• Work to complete: Which lines in the data below contain the string "window"? Copy each of them, and treat uppercase and lowercase as different.

• The records:

---+---

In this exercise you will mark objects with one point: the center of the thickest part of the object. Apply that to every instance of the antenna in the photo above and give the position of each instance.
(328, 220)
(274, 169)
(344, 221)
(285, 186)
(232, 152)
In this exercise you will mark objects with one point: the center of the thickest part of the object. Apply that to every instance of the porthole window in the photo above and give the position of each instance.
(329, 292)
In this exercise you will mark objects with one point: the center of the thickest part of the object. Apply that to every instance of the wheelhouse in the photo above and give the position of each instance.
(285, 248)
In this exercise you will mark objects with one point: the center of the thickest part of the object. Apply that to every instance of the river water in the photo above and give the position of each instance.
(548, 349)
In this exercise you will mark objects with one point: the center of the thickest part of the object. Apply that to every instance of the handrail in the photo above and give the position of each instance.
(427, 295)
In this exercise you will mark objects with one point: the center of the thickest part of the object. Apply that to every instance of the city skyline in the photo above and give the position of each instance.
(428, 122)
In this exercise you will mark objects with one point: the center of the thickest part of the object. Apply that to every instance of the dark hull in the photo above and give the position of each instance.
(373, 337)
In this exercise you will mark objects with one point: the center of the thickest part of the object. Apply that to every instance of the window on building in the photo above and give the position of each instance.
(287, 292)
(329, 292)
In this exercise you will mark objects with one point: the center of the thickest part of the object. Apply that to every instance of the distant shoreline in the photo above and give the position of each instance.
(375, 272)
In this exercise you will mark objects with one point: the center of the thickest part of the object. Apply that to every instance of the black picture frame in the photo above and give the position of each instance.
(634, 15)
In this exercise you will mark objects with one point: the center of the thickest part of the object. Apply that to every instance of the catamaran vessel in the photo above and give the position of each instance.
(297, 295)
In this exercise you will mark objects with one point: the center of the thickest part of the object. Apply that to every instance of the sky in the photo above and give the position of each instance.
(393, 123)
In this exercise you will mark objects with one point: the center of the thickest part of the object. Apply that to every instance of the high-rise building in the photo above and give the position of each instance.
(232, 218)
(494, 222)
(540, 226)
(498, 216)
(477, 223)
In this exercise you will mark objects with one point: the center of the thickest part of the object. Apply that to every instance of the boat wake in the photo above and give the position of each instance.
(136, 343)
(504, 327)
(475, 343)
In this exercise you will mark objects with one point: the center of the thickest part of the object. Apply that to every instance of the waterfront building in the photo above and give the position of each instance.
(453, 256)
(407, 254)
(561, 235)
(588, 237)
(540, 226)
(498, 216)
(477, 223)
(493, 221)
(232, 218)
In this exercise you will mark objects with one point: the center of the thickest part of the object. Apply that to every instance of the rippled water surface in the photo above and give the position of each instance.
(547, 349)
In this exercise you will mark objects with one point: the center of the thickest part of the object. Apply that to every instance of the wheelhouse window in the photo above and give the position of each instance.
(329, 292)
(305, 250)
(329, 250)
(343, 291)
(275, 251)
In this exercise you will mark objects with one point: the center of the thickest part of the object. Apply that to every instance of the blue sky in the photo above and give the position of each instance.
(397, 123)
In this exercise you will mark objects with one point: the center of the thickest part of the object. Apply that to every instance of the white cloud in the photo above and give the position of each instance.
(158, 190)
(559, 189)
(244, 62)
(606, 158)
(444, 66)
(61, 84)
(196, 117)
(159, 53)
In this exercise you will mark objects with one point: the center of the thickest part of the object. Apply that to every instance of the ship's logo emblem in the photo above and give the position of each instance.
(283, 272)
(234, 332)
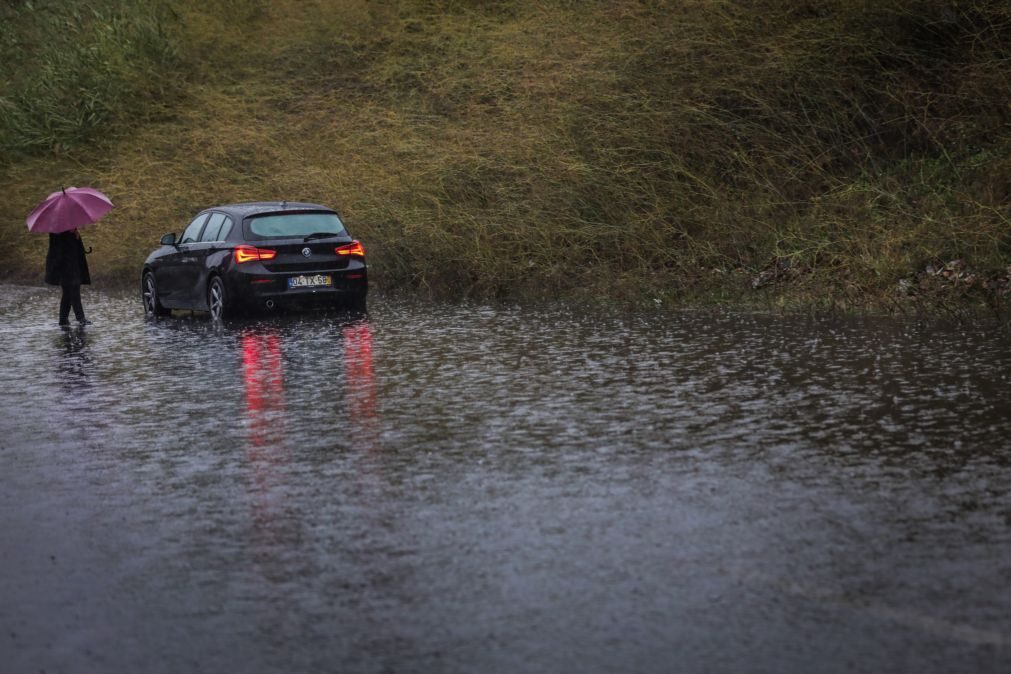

---+---

• Correct response:
In this exercise you will mark objects with one point: the center of the thickest part of the object. Apply that to every instance of the porthole window in the photo above and give the position of each instance.
In this exercise you will mark objects with one point: the center of the thickest part of the object. Apply that to every instance of the window on building in the photo above and give the position of each instance.
In this exercise you will mark objects with one point: the center of the thickest part of the object. Apply that to every instance of the wheelhouse window in the photo above and give the position of each instance.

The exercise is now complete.